### [Task material]
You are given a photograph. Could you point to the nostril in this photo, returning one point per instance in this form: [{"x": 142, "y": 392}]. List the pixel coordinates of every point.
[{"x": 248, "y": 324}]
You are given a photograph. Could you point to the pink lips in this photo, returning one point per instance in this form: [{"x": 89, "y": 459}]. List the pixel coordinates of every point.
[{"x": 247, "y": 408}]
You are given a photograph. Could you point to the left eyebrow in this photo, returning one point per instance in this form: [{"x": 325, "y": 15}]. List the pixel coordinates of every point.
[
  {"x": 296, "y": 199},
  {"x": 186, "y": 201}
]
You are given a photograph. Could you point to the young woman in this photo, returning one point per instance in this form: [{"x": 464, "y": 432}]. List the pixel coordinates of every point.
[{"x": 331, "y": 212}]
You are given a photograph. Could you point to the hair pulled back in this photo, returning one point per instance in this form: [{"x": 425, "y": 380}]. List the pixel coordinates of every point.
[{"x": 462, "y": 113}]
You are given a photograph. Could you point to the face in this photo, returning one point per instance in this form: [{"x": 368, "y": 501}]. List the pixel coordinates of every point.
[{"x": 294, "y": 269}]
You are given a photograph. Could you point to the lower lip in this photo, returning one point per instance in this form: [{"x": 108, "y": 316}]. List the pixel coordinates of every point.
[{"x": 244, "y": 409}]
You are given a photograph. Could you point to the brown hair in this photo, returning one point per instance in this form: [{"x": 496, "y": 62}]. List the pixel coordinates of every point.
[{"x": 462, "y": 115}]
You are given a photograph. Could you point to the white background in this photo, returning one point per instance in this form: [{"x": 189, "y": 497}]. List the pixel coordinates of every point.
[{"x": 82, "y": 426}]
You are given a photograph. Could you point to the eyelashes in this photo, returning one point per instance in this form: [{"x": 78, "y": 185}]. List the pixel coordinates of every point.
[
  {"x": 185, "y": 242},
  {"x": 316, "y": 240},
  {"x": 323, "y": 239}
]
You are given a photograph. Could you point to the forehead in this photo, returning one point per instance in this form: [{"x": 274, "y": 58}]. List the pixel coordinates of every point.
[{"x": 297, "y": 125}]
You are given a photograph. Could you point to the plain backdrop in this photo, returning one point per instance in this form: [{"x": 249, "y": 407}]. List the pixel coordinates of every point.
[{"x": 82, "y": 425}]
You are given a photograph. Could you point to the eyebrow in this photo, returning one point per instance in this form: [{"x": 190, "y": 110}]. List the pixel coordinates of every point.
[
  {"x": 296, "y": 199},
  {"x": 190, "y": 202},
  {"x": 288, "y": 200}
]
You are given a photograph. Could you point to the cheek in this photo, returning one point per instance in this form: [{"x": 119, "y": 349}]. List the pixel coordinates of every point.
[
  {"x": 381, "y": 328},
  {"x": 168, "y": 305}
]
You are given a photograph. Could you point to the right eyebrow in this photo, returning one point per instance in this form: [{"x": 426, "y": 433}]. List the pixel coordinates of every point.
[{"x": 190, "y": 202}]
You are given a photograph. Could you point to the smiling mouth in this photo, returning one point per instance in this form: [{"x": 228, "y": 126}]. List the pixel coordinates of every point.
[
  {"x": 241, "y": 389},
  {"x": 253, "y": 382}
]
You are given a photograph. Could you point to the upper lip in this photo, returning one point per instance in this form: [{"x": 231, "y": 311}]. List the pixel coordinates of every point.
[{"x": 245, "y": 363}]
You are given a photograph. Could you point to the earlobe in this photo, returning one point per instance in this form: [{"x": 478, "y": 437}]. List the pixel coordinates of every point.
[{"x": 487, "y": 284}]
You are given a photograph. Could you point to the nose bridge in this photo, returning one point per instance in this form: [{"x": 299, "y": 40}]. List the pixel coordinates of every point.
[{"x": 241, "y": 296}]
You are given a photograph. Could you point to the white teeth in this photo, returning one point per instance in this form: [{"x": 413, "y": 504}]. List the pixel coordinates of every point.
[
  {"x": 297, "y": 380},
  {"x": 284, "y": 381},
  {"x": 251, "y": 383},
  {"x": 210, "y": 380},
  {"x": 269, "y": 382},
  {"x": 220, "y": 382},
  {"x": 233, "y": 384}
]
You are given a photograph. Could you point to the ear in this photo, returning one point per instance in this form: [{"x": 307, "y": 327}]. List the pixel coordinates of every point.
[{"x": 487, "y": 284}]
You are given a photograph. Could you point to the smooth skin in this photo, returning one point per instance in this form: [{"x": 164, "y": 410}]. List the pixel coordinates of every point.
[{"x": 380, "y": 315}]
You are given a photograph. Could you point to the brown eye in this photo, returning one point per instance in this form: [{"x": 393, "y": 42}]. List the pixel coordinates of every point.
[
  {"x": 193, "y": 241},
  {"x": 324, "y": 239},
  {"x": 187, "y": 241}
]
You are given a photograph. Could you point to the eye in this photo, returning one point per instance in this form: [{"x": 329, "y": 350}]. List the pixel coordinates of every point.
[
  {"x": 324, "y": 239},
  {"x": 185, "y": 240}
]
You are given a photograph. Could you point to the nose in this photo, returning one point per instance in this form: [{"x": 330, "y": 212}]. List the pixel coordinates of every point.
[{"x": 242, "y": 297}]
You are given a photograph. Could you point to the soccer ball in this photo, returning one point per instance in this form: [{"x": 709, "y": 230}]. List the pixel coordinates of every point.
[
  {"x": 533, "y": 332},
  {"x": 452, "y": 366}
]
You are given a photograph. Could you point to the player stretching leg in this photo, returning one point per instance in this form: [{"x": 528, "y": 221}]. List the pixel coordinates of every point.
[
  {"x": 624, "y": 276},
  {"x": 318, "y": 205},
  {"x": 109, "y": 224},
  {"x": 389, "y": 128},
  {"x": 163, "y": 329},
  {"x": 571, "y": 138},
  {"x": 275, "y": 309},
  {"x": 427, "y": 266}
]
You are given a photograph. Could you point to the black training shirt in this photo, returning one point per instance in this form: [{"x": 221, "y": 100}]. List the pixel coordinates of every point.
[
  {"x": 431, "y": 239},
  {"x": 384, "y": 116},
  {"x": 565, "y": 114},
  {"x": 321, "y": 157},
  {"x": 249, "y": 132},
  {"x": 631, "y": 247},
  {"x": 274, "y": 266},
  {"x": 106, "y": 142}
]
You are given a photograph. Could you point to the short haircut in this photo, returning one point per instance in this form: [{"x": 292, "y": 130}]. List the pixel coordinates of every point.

### [Goal of the exercise]
Revise the entries from the line containing "You are given a photograph. Could you point to the soccer" through the end of the entries. Put "buzz cut" in place of "short haircut" and keep everything else the same.

### [Worked solution]
You are given a photograph. Could you point to the soccer ball in this photo, returning one point per instance in this form: [{"x": 709, "y": 230}]. List the pixel coordinates of every point.
[
  {"x": 533, "y": 332},
  {"x": 452, "y": 366}
]
You are given a photograph. Could you point to the player stretching leg in this photo, returning one point per instance in this form: [{"x": 528, "y": 221}]. List the pixel coordinates of every point.
[
  {"x": 624, "y": 276},
  {"x": 318, "y": 205},
  {"x": 109, "y": 224},
  {"x": 389, "y": 128},
  {"x": 163, "y": 329},
  {"x": 571, "y": 138},
  {"x": 275, "y": 309},
  {"x": 427, "y": 266}
]
You are given a photograph. Could you point to the black training shirt in this photo, returning one point per instance in this form: [{"x": 221, "y": 100}]. List the pixel coordinates of every point.
[
  {"x": 431, "y": 239},
  {"x": 384, "y": 116},
  {"x": 565, "y": 114},
  {"x": 321, "y": 157},
  {"x": 249, "y": 132},
  {"x": 631, "y": 247},
  {"x": 274, "y": 266},
  {"x": 106, "y": 142}
]
You are given a photograph. Could you point to the buzz cut in this photo, returning one point per instance in this form: [{"x": 292, "y": 130}]. List the pixel coordinates of every point.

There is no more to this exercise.